(TEKSTFRAGMENT)
Wanneer het over hersenschuddingen in het voetbal gaat, maken vooral ouders zich vaak zorgen over het koppen van de bal. Maar het is niet zeker of dat het grootste gevaar vormt, want een voetbal is soepel en geeft mee. Voetballers knallen echter ook geregeld met het hoofd tegen elkaar of tegen een doelpaal, en dat is hard tegen hard. Schedels en doel-palen geven niet mee.

Over de impact op het hoofd die daarbij ontstaat, is relatief weinig geweten. Vroeger werd die afgeleid uit tests met schedels in laboratoria. Tegenwoordig kan dat met sensoren op het hoofd van de spelers en dat levert betere gegevens op. De eerste resultaten van dergelijke metingen lopen druppelsgewijs binnen en de resultaten lijken geruststellend.

In een studie van juni 2012 met meisjesspelers bleef de impact op het hoofd gemiddeld beperkt tot ongeveer 20g (waarbij g staat voor de valversnelling = 9,81m/s2). Die waarde blijft ver onder de 66g die volgens studies uit het American football een risico van 25 % op een hersenschudding inhoudt. Zelfs wanneer de speelsters met het hoofd tegen elkaar of een doelpaal knalden, bleef de impact meestal beperkt ondanks enkele uitschieters tot 60g.

(AANGELEVERDE GEGEVENS)
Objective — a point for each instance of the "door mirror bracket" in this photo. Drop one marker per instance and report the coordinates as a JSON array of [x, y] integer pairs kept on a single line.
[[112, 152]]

(WERKOPDRACHT 1) Vertaal deze zin uit de tekst over hersenschuddingen in het voetbal naar het Engels: "Tegenwoordig kan dat met sensoren op het hoofd van de spelers en dat levert betere gegevens op."
(WERKOPDRACHT 2) Schrijf uit de tekst over hersenschuddingen in het voetbal het stuk over, beginnend bij "Over de impact" en doorlopend tot en met "uitschieters tot 60g.". Vervang daarin "doelpaal" door "paal".

(ANTWOORD 1) Nowadays this can be done with sensors on the players' heads, and that yields better data.

(ANTWOORD 2)
Over de impact op het hoofd die daarbij ontstaat, is relatief weinig geweten. Vroeger werd die afgeleid uit tests met schedels in laboratoria. Tegenwoordig kan dat met sensoren op het hoofd van de spelers en dat levert betere gegevens op. De eerste resultaten van dergelijke metingen lopen druppelsgewijs binnen en de resultaten lijken geruststellend.

In een studie van juni 2012 met meisjesspelers bleef de impact op het hoofd gemiddeld beperkt tot ongeveer 20g (waarbij g staat voor de valversnelling = 9,81m/s2). Die waarde blijft ver onder de 66g die volgens studies uit het American football een risico van 25 % op een hersenschudding inhoudt. Zelfs wanneer de speelsters met het hoofd tegen elkaar of een paal knalden, bleef de impact meestal beperkt ondanks enkele uitschieters tot 60g.